───── Available data ─────

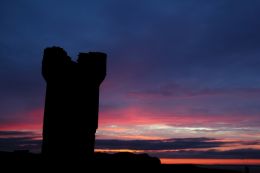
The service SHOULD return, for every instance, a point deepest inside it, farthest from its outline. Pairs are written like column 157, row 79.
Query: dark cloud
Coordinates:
column 231, row 154
column 178, row 91
column 210, row 46
column 169, row 144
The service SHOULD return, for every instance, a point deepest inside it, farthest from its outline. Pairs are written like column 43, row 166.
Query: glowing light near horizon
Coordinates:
column 199, row 161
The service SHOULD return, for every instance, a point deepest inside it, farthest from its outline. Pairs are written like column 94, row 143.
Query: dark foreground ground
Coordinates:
column 119, row 162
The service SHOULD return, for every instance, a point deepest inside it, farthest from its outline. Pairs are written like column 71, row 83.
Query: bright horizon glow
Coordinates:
column 199, row 161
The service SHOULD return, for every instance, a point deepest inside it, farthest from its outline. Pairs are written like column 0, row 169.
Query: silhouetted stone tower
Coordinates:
column 71, row 103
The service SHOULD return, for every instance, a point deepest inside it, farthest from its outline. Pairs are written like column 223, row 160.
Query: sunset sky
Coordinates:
column 183, row 77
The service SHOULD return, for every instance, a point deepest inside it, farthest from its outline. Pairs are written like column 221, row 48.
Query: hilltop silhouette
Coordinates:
column 71, row 121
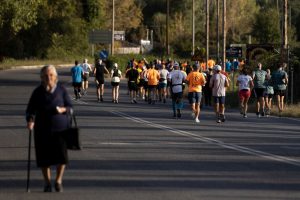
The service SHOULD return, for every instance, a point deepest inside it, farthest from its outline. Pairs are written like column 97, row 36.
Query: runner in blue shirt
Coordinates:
column 280, row 81
column 77, row 74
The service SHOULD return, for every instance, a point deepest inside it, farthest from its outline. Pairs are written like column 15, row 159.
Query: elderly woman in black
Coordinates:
column 47, row 114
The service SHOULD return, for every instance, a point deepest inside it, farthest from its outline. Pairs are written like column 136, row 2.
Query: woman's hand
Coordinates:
column 30, row 125
column 61, row 110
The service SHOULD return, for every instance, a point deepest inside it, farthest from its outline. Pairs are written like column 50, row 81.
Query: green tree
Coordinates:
column 18, row 15
column 266, row 27
column 128, row 14
column 240, row 19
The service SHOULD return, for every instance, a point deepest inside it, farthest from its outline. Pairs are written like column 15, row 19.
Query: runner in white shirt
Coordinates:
column 176, row 78
column 116, row 76
column 245, row 83
column 86, row 68
column 218, row 83
column 162, row 86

─────

Task requirements:
Which lines of the listing contain the word "shirt"? Copy each of them.

Solution to the problem:
Query: runner in blue shirt
Query: runner in white shirt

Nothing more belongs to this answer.